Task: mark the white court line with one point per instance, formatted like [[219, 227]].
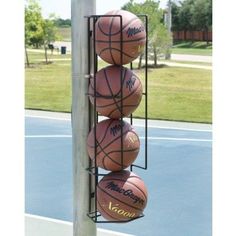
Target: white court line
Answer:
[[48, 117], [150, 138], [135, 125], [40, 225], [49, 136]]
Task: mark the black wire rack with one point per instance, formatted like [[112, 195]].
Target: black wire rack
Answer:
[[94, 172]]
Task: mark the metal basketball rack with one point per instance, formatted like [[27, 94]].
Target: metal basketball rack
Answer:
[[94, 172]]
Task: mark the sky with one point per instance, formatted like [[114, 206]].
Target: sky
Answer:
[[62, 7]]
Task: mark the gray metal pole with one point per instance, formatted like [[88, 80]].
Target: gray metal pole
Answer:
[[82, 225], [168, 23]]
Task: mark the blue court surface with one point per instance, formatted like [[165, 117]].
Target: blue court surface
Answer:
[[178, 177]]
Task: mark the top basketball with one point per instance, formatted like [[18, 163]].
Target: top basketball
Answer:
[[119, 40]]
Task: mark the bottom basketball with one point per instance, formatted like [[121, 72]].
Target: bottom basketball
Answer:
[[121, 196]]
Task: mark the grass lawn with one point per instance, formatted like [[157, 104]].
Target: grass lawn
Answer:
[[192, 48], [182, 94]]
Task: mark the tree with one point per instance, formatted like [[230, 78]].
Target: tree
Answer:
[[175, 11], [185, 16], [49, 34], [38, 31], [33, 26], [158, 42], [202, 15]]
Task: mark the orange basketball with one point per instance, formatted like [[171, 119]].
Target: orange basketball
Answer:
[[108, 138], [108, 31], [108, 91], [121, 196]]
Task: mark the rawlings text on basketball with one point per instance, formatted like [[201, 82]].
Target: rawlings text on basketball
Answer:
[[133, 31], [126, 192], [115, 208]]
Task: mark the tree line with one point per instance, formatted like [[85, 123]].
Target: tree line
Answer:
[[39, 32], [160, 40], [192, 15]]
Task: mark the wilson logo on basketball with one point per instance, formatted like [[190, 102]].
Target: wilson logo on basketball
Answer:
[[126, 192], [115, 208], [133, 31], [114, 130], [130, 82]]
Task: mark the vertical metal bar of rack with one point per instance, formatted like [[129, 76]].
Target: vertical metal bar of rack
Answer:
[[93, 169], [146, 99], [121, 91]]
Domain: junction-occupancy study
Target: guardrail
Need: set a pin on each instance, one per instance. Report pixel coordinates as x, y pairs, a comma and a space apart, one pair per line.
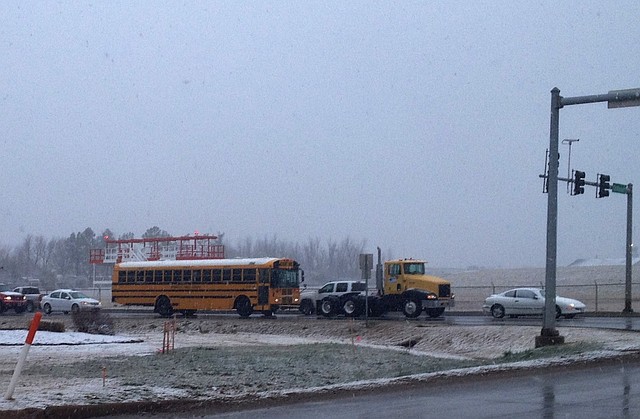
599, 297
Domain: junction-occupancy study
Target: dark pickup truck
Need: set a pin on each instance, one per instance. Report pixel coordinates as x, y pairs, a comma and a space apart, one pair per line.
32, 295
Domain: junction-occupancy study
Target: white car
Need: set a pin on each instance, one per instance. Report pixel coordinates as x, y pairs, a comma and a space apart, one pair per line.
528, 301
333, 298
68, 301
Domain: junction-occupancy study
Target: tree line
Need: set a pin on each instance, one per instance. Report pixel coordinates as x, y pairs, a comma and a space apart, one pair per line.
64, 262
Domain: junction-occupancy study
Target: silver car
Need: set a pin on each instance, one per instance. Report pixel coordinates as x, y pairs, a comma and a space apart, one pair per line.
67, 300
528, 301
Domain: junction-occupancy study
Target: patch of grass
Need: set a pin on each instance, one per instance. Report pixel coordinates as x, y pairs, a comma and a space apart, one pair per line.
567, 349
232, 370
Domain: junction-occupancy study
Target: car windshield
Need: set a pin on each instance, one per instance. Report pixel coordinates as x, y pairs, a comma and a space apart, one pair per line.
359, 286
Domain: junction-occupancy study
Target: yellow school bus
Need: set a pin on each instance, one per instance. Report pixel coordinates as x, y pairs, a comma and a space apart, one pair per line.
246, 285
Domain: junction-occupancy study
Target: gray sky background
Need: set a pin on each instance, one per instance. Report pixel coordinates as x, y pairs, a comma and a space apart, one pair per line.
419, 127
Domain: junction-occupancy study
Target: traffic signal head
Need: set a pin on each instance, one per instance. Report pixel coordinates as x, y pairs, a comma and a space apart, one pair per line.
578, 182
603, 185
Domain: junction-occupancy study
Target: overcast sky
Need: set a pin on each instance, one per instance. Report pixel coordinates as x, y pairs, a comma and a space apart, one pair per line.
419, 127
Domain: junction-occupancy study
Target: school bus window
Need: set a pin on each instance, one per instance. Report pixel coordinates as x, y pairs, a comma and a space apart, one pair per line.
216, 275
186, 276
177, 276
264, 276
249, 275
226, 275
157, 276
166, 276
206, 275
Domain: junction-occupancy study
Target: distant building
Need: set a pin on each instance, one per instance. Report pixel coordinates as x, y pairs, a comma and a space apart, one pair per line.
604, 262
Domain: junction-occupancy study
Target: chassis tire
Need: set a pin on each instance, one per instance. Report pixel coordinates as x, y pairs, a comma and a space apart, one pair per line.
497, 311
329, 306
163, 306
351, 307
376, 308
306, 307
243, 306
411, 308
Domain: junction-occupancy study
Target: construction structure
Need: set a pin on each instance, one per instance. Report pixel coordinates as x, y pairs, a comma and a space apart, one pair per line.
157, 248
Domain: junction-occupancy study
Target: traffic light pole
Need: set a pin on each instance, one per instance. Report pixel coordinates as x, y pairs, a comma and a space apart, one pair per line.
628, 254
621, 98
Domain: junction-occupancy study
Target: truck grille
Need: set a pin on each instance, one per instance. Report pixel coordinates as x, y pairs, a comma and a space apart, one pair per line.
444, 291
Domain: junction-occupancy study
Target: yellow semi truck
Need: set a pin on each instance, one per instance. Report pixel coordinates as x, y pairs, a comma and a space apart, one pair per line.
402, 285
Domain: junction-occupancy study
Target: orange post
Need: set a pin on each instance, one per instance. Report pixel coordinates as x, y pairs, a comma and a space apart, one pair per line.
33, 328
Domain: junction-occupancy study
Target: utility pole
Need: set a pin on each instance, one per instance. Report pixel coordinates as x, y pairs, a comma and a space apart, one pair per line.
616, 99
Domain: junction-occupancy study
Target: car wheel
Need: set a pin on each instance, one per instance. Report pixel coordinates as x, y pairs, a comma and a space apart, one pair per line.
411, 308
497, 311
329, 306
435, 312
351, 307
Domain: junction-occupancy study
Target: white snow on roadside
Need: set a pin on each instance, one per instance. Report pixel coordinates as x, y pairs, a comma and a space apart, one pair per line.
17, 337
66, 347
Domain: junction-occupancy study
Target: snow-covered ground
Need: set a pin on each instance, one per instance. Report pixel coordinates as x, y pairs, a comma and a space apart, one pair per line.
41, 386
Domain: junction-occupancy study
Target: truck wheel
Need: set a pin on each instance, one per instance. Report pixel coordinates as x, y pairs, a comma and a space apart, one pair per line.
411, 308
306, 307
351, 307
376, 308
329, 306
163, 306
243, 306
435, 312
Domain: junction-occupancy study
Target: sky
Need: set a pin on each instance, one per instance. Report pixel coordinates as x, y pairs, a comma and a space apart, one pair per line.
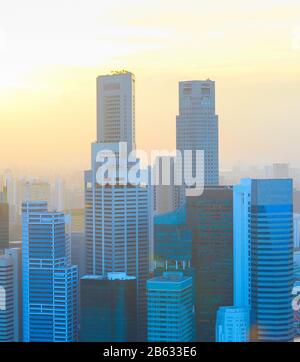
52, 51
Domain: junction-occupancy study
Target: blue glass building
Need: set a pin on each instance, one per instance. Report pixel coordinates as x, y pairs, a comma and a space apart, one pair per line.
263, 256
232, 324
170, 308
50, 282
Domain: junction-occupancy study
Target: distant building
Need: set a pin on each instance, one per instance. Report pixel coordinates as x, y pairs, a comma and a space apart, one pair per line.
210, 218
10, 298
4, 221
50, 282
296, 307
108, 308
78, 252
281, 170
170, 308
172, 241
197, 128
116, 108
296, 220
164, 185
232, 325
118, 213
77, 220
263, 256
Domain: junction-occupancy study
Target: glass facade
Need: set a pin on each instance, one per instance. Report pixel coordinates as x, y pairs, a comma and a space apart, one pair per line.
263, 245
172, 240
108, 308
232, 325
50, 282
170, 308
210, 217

---+---

Converta todas as linhas acima em uma lista JSON de strings, com uma string para cada linha e sem as linhas em branco. Deixe as imagens fora da resposta.

» Resposta escrita
[
  "Task: mark the white court line with one point per instance, formatted like [[219, 227]].",
  "Target: white court line",
  "Answer:",
  "[[48, 117], [150, 138], [135, 125], [40, 225], [49, 136]]",
  "Task: mark the black wire rack with one point per instance, formatted like [[112, 195]].",
  "Target: black wire rack",
  "Answer:",
  "[[94, 172]]",
  "Task: mark the metal basketball rack with one point per instance, formatted like [[27, 94]].",
  "Target: metal basketball rack",
  "Answer:",
  "[[94, 172]]",
  "Task: mark the sky with one point per instance, formatted like [[114, 206]].",
  "Target: sky",
  "Answer:",
  "[[62, 7]]",
  "Task: mark the gray metal pole with one point per instance, formatted like [[88, 80]].",
  "Target: gray metal pole",
  "Answer:",
  "[[82, 225], [168, 23]]",
  "Task: mark the blue court surface with one point per instance, formatted like [[165, 117]].",
  "Target: blue court surface",
  "Answer:",
  "[[178, 177]]",
  "Task: mark the top basketball with one point per instance, formatted like [[18, 163]].",
  "Target: top basketball",
  "Answer:",
  "[[119, 40]]",
  "Task: mark the bottom basketball with one point per instance, formatted like [[121, 72]].",
  "Target: bottom basketball",
  "Answer:",
  "[[121, 196]]",
  "Task: mark the grass lawn with one point per instance, formatted like [[157, 104]].",
  "Target: grass lawn",
  "Answer:",
  "[[192, 48], [182, 94]]",
  "Task: mark the tree with one point per instance, formatted like [[230, 78]].",
  "Target: tree",
  "Answer:",
  "[[175, 11], [185, 16], [49, 34], [38, 31], [33, 26], [158, 42], [202, 15]]",
  "Task: mark the orange basketball with one point per instance, formatted like [[171, 119]].",
  "Target: orange basketball",
  "Answer:",
  "[[108, 138], [108, 31], [108, 91], [121, 196]]",
  "Task: mark the rawlings text on basketball with one point per instance, formatted like [[201, 82]].",
  "Target: rawlings text on basketball",
  "Answer:",
  "[[133, 31], [126, 192], [115, 208]]",
  "Task: mark the tree line with one point per instance, formatted like [[85, 123]].",
  "Target: tree line",
  "Answer:",
  "[[39, 32], [160, 40], [192, 15]]",
  "Task: mark the wilson logo on basketball with one point per instance, formatted like [[190, 102]].",
  "Target: wilson logo on basketball",
  "Answer:",
  "[[126, 192], [115, 208], [133, 31], [114, 130], [130, 82]]",
  "Task: mark the vertical metal bar of rack with one point per instance, formatted like [[129, 76]].",
  "Target: vertical metal bar of rack",
  "Answer:",
  "[[93, 169], [146, 99], [121, 91]]",
  "Domain: junction-occupancy study",
  "Target: guardrail",
  "Need: set a pin on each instance, one per instance. Report pixel coordinates as x, y pairs, a comma and a space apart, one pair per line.",
  "599, 297",
  "Domain: junction-occupancy study",
  "Target: dark pickup truck",
  "Need: set a pin on each instance, one per instance. Report pixel coordinates as x, y pairs, a comma and a space apart, one pair per line.",
  "32, 295",
  "Domain: junction-occupancy study",
  "Target: white car",
  "Need: set a pin on each instance, one per instance. Report pixel coordinates as x, y pairs, a comma and a space apart, one pair per line.",
  "528, 301",
  "333, 298",
  "68, 301",
  "Domain: junction-occupancy study",
  "Target: tree line",
  "Need: set a pin on each instance, one per instance. Report pixel coordinates as x, y pairs, a comma and a space apart, one pair per line.",
  "64, 262",
  "Domain: junction-occupancy study",
  "Target: silver car",
  "Need: set a pin on each instance, one per instance. Report pixel coordinates as x, y pairs, a comma and a space apart, one pair per line.",
  "67, 300",
  "528, 301",
  "Domain: junction-occupancy study",
  "Target: patch of grass",
  "Need: set a pin on each instance, one per instance. Report pixel coordinates as x, y pairs, a comma and a space apart, one pair per line.",
  "567, 349",
  "232, 370",
  "Domain: junction-occupancy study",
  "Target: car windshield",
  "Need: set a pin on each instance, one per instance. Report pixel coordinates as x, y pairs, a comma and a space apart, one pair per line.",
  "359, 286",
  "Domain: junction-occupancy study",
  "Target: yellow school bus",
  "Need: set a pin on each instance, one per instance. Report pixel coordinates as x, y pairs, a comma and a space apart, one pair per line.",
  "246, 285",
  "Domain: junction-occupancy study",
  "Target: gray sky background",
  "Need: set a pin on each instance, one per instance. Report pixel coordinates as x, y pairs, a comma and a space apart, one pair per line.",
  "419, 127",
  "Domain: junction-occupancy study",
  "Target: traffic signal head",
  "Need: set a pin on each instance, one per instance. Report pixel coordinates as x, y pairs, a comma and a space apart, one pair per line.",
  "578, 182",
  "603, 185",
  "Domain: junction-occupancy study",
  "Target: overcast sky",
  "Need: set a pin on each instance, one per instance. Report pixel coordinates as x, y pairs, a comma and a space apart, one pair per line.",
  "419, 127",
  "Domain: junction-occupancy study",
  "Target: school bus window",
  "Need: set a pin on each instance, one per instance. Report pixel coordinates as x, y pairs, a comma and a space apart, one pair per line.",
  "216, 275",
  "186, 276",
  "177, 276",
  "264, 276",
  "249, 275",
  "226, 275",
  "157, 276",
  "166, 276",
  "206, 275",
  "Domain: junction-occupancy study",
  "Target: distant building",
  "Need: set a pin on each instance, one per instance. Report pixel coordinates as x, y pairs, a comma and a space apart, one pair per line.",
  "604, 262",
  "Domain: junction-occupancy study",
  "Target: chassis tire",
  "Need: set a pin on each instance, one per instance. Report pixel coordinates as x, y pairs, a comma and a space apart, one pair per line.",
  "497, 311",
  "329, 306",
  "163, 306",
  "351, 307",
  "376, 308",
  "306, 307",
  "243, 306",
  "411, 308",
  "Domain: junction-occupancy study",
  "Target: construction structure",
  "Need: set a pin on each instance, one per instance. Report pixel coordinates as x, y pairs, a comma and a space apart, one pair per line.",
  "157, 248",
  "Domain: junction-occupancy study",
  "Target: traffic light pole",
  "Need: set a pin on each instance, one per instance. Report pixel coordinates as x, y pairs, a comma and a space apart, one pair per line.",
  "628, 254",
  "621, 98",
  "Domain: junction-occupancy study",
  "Target: truck grille",
  "Need: set a pin on each instance, one per instance. Report pixel coordinates as x, y pairs, a comma and a space apart, one pair per line.",
  "444, 291",
  "Domain: junction-occupancy study",
  "Target: yellow semi truck",
  "Need: set a pin on each instance, one per instance. Report pixel coordinates as x, y pairs, a comma and a space apart, one pair per line.",
  "402, 285",
  "Domain: junction-occupancy study",
  "Target: orange post",
  "Need: set a pin on each instance, one per instance. Report pixel coordinates as x, y pairs, a comma and a space apart, one pair per line.",
  "33, 328",
  "Domain: junction-occupancy study",
  "Target: utility pole",
  "Need: set a pin on each instance, one per instance. Report pixel coordinates as x, y pairs, a comma and a space apart, one pair per line.",
  "616, 99",
  "Domain: junction-occupancy study",
  "Target: car wheel",
  "Need: set a pin on each instance, one per instance. Report pixel coordinates as x, y pairs, a comma and a space apart, one pair per line.",
  "411, 308",
  "497, 311",
  "329, 306",
  "435, 312",
  "351, 307",
  "Domain: junction-occupancy study",
  "Target: white snow on roadside",
  "Need: set a pin on each instance, one per instance. Report pixel coordinates as x, y pairs, a comma and a space apart, one pair per line.",
  "17, 337",
  "66, 347",
  "Domain: junction-occupancy study",
  "Target: snow-covered ground",
  "Need: set a pin on each instance, one per instance. Report pixel coordinates as x, y pairs, a comma and a space apart, one pair per line.",
  "41, 386",
  "Domain: junction-occupancy study",
  "Target: truck wheel",
  "Need: set a pin on each instance, one per instance. Report pixel coordinates as x, y pairs, a comma and a space apart, one pair per line.",
  "411, 308",
  "306, 307",
  "351, 307",
  "376, 308",
  "329, 306",
  "163, 306",
  "243, 306",
  "435, 312",
  "Domain: junction-occupancy study",
  "Target: sky",
  "Need: set a pin on each instance, one per instance. Report pixel coordinates as x, y pairs, a comma and a space apart, one pair per line.",
  "52, 51",
  "Domain: junction-occupancy study",
  "Target: blue glass building",
  "Need: set a pin on each instance, one per instance. Report pixel coordinates as x, y pairs, a comma and a space apart, one pair per line.",
  "263, 256",
  "232, 324",
  "170, 308",
  "50, 282",
  "Domain: junction-occupancy study",
  "Target: distant building",
  "Need: set a pin on each instance, one per instance. Report pixel coordinates as x, y pairs, a comma and a space apart, one pair per line.",
  "210, 218",
  "10, 298",
  "4, 221",
  "50, 282",
  "296, 307",
  "108, 308",
  "78, 252",
  "281, 170",
  "170, 308",
  "172, 241",
  "197, 128",
  "116, 108",
  "296, 220",
  "164, 185",
  "232, 325",
  "118, 213",
  "77, 220",
  "263, 256",
  "Domain: junction-occupancy study",
  "Target: glass facade",
  "Need: set a pin on each instance, one per instance. Report pixel coordinates as x, y pairs, a comma and a space apart, one pair per line.",
  "263, 245",
  "172, 240",
  "108, 308",
  "232, 325",
  "50, 282",
  "170, 308",
  "210, 217"
]